EXERCISE DIRECTIONS
Output every entry below word for word, without its pictures.

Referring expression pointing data

____

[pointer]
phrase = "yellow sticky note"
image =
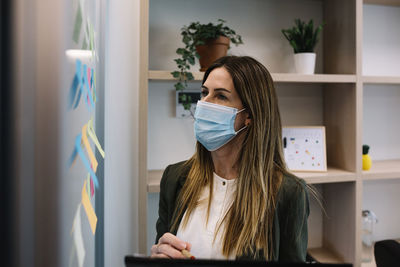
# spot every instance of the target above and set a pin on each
(89, 209)
(89, 150)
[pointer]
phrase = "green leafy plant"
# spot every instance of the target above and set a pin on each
(193, 35)
(302, 36)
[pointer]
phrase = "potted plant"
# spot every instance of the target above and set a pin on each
(206, 42)
(303, 39)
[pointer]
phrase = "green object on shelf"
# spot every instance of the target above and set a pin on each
(194, 35)
(302, 36)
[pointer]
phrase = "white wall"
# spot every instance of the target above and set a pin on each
(381, 123)
(381, 110)
(381, 50)
(121, 132)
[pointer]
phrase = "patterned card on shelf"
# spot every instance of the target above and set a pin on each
(305, 148)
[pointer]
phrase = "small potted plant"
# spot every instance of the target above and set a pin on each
(303, 38)
(206, 42)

____

TASK SOLUTION
[pointer]
phrase = "yellow sticky note"
image =
# spot every instance of the target above and set a pin on each
(89, 209)
(89, 150)
[pointer]
phrase = "green leafy plant"
# spot every instance of the target above and set a pin on each
(193, 35)
(302, 36)
[pointer]
phrase = "potted plant"
# spot every instance of the target above and set a pin on each
(206, 42)
(303, 39)
[pointer]
phrase = "green object on shelf"
# spot every instance of the target above and set a pin on each
(194, 35)
(302, 36)
[pointer]
phrase = "white wall"
# spot every instance of the target above and set a pin on each
(381, 123)
(381, 110)
(381, 50)
(121, 132)
[pointer]
phrase = "patterned card on shelf"
# spot every instance of the target above and set a pin on each
(305, 148)
[pointer]
phrase = "small potted plant"
# spot every instance of the target above and set a pin on each
(303, 38)
(206, 42)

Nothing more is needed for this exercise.